REQUIREMENT:
Reproduce the following data line for line, without changing any character.
┄┄┄┄┄┄┄┄┄┄
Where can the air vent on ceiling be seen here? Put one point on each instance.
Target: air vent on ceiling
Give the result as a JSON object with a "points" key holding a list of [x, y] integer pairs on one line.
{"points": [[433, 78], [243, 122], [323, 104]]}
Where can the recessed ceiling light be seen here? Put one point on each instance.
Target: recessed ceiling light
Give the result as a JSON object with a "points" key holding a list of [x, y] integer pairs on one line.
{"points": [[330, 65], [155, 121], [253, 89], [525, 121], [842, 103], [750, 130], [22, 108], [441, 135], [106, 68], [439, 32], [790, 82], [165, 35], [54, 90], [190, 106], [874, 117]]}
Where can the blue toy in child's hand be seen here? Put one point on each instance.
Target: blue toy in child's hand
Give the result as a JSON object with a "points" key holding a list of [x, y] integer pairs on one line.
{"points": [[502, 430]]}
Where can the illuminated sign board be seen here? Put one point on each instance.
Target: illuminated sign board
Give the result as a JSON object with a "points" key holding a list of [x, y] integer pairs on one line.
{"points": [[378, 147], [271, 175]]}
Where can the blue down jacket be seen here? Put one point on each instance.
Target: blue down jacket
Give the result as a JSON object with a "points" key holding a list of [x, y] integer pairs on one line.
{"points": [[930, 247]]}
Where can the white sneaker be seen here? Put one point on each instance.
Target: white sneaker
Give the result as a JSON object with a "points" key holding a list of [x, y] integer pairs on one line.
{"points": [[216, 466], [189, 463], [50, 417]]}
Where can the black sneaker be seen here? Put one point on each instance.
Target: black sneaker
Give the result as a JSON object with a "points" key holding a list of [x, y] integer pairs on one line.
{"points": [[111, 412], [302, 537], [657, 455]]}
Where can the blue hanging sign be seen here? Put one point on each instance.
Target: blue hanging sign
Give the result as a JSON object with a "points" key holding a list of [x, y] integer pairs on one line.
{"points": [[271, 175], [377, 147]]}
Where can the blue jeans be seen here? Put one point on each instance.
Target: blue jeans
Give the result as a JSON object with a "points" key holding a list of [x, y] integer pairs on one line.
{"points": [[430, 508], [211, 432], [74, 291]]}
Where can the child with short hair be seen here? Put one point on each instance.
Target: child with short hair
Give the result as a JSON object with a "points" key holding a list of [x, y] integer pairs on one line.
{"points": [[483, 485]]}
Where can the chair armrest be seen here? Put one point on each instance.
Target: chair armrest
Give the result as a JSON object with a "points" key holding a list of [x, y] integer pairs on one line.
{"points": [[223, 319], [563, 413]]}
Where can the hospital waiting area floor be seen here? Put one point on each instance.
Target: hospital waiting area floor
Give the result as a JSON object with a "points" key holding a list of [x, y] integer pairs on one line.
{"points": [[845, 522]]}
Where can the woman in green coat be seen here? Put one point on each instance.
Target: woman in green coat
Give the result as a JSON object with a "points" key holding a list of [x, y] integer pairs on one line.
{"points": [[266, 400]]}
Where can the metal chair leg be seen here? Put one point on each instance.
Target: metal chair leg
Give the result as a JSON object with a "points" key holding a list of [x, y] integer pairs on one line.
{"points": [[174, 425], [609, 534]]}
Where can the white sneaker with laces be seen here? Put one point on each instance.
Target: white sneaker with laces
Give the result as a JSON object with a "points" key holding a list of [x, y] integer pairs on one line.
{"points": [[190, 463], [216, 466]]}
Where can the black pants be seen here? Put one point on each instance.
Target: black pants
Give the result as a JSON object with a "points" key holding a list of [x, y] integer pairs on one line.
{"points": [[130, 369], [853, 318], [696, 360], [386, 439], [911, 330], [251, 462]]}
┄┄┄┄┄┄┄┄┄┄
REPLY TO THE TASK:
Where can the air vent on ceiling be seen here? Put one point on each instance.
Target: air vent on ceiling
Give the result as a JSON object with a "points" key holding a list of [x, y] integer pairs on one line.
{"points": [[433, 78], [243, 122], [323, 104]]}
Where can the recessed ceiling light be seen here? Put one point on each instance.
Target: recessed ceiling light
Give the result as a JSON object with a "points" key holding a list of [x, y] integer pairs on one line.
{"points": [[330, 65], [155, 121], [253, 89], [525, 121], [842, 103], [750, 130], [22, 108], [441, 135], [106, 68], [439, 32], [790, 82], [165, 35], [54, 90], [190, 106], [874, 117]]}
Where can the blue toy in child's hand be seen here? Put one point on each instance.
Target: blue toy in child's hand
Give the result as a JSON object with a "points" key holding a list of [x, y] integer pairs on one line.
{"points": [[502, 430]]}
Where can the illuminated sign board be seen here? Put one point on each instance.
Target: illuminated sign board
Give the result as a JSON object with a "points" key holding a list of [x, y] integer pairs on one line.
{"points": [[378, 147], [271, 175]]}
Where can the blue down jacket be seen here? Put one point on each instance.
Target: blue down jacket
Give the result as a JSON object with a "points" key holding a list of [x, y] integer pairs on one line.
{"points": [[930, 247]]}
Where can the white sneaker be seen here? Put one point on each instance.
Target: white sneaker
Give the result as a JSON object with a "points" key holding a list of [x, y] integer pairs on one line.
{"points": [[216, 466], [189, 463], [50, 417]]}
Where can the black sneaker be seen here? Put one point on each instance.
Target: black sneaker
Give the result as a JSON object with a "points" key holding a list of [x, y] integer pairs on one line.
{"points": [[111, 412], [302, 537], [657, 455]]}
Where can the blue hanging sign be seen here? Put one point on each instance.
Target: blue hanging sign
Give the result as a JSON object with a "points" key holding a list of [x, y] integer pairs on one line.
{"points": [[271, 175], [377, 147]]}
Where can the blue jeans be seen here? Put one point on each instance.
Target: blue jeans
Give the result as a JSON object with a "points" key holding a list of [x, y] integer pairs on one line.
{"points": [[430, 508], [211, 432], [74, 291]]}
Where can the child with short hair be seen here? Put one point on each instance.
Target: child with short hair
Give the result as a JSON object with a "points" key holding a list of [x, y] integer pairs on one line.
{"points": [[483, 485]]}
Where can the chair armrest be seen here? Put one point on each instance.
Target: chair armrest
Give the result as a JSON object with a "points" key holding a list of [x, y] integer pairs on one line.
{"points": [[223, 319], [563, 413]]}
Where can the hospital waiting area floor be seen here? Put one point on each instance.
Target: hospital waiting area floor
Give the result as a JSON object with a "points" key holding a list of [x, y] integer pairs on one line.
{"points": [[845, 522]]}
Where can the woman in green coat be seen here? Put one point on each instance.
Target: woman in green coat
Give the result as a JSON object with a "points" key holding a list of [x, y] integer pairs on one line.
{"points": [[266, 400]]}
Where can the metal chair leg be seen here? Put one point on each instance.
Target: metal chair leg
Give the result as a JSON object with a "points" key holding a list of [x, y] integer pairs on one line.
{"points": [[174, 425], [609, 534]]}
Where can the white sneaker with laces be seen here? Put one point on each instance.
Target: white sneaker with laces
Give the result as a JSON object with a "points" key holding a list of [x, y] integer pairs on one line.
{"points": [[190, 463], [216, 466]]}
Where can the black pants be seen here? Put one point on each instance.
Target: black pants
Give the result as a JSON object with a "points" key holding a list of [x, y] integer pairs on one line.
{"points": [[130, 369], [853, 318], [696, 360], [386, 439], [911, 330], [251, 462]]}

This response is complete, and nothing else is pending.